====== Текст для чтения

Увертюра
Период советской культурной истории, называемый обычно «ждановским», состоял из цепи карательных идеологических кампаний, следовавших одна за другой. Сам Жданов, давший название эпохе культурных погромов, был лишь вдохновенным и добросовестным исполнителем сталинской воли, так что определение «ждановщина» ничуть не более привязано к «титульной персоне» главного идеологического погромщика эпохи позднего сталинизма, чем «ежовщина» – к сталинскому наркому эпохи Большого террора Ежову: это были всецело сталинские акции.
Все ждановские кампании строились по одной модели: избирался негативный пример (рассказ Зощенко, засилье пьес западных драматургов в театральном репертуаре, фильм «Большая жизнь», дело Клюевой – Роскина, опера Вано Мурадели, учебник по истории философии) и к нему подверстывались «факты», которые вели к выводам, часто никак с ними не связанным. Ждановские кампании имели свой фирменный стиль: они обычно венчались большим собранием (писателей, музыкантов, философов, ученых), речами самого Жданова и разгромным постановлением. Стоит заметить, что Сталин после смерти Жданова иначе аранжировал свои кампании: и в лингвистике, и в экономике они строились на инсценированной «дискуссии» (письмах и статьях в газете), после чего следовал обширный трактат «корифея всех наук», расставлявший все по местам и поправлявший «путаников»[839].
Каждая из этих кампаний решала как широкие политические, идеологические и эстетические (а иногда и международные) задачи, так и узкие (аппаратная борьба в сталинском окружении, борьба за власть и привилегии в среде творческой интеллигенции, вкусы и пристрастия самого вождя). Принято полагать, что послевоенные идеологические кампании были направлены на усмирение интеллигенции, «вышедшей из-под контроля» во время войны, а в более широкой перспективе – на приведение общества к единомыслию довоенного образца, что в их центре была одна и та же предвоенная патриотическая установка («искоренение вредоносного западного влияния»), которая «реализовывалась Сталиным в его излюбленной манере: сразу по нескольким направлениям, с неожиданными ударами с разных сторон»[840]. Удары, впрочем, были столь регулярными, что потеряли элемент внезапности и стали рутиной (как кто-то тогда заметил: «Раньше это была лотерея, теперь это очередь»[841]). И все же каждая кампания имела всякий раз не только новый предмет, но и новый идеологический фокус. Был он, как мы видели, у каждого постановления августа 1946 года.

============

§ Задания:
A – Перескажите короче абзац текста о ждановских кампаниях, начинающийся словами «Все ждановские кампании строились по одной модели», сохранив его главные факты.
B – Продолжите текст о ждановских кампаниях с того места, где он заканчивается.

====== Сохранённые данные

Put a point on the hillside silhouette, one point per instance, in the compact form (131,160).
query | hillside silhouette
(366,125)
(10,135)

============

§ Выполненные задания:
A – Все ждановские кампании шли по одной схеме. Выбирался отрицательный пример: рассказ Зощенко, засилье западных пьес в репертуаре, фильм «Большая жизнь», дело Клюевой – Роскина, опера Мурадели, учебник по истории философии. К нему подбирались «факты», из которых делались выводы, часто с ними не связанные. Завершалась кампания большим собранием, речами Жданова и разгромным постановлением. После смерти Жданова Сталин строил кампании в лингвистике и экономике иначе: сначала инсценированная «дискуссия» в газете, затем его обширный трактат, поправлявший «путаников».

B –
Был он и у кампании в музыке: здесь развернулась битва между «формализмом» и «народностью». Собственные «магнитные поля» имели и другие кампании. Стоит заметить, что многие категории советского «фундаментального лексикона», оттачивавшиеся в них, были взаимоисключающими: так, лысенковский прометеизм в биологии нейтрализовался прагматизмом и отказом от марровского прометеизма в лингвистике[842], а «космополитизм» в театральной критике нейтрализовался борьбой с «буржуазным национализмом» в ряде произведений украинских поэтов и в тюркологии. И хотя каждая кампания имела свой идеологический и дискурсивный модус, они отличались не только инструментовкой, но и мелодией и жанром.
Как ясно уже из используемых здесь метафор, речь в этой главе пойдет об антиформалистической кампании в музыке. Отличает ее то, что, казалось бы, сугубо идеологическая кампания, посвященная столь специфической теме, как народность музыки, нашла продолжение не только в самой музыке, но и в театре, в кино, в литературе. Можно, конечно, сказать, что именно так, «идя в широкие массы» слушателей, зрителей, читателей, идеологическая кампания и осуществляется, если бы в рассматриваемом здесь случае фактически не происходила медиализация народности, которая из «эстетической категории» сама на глазах превратилась в предмет эстетизации.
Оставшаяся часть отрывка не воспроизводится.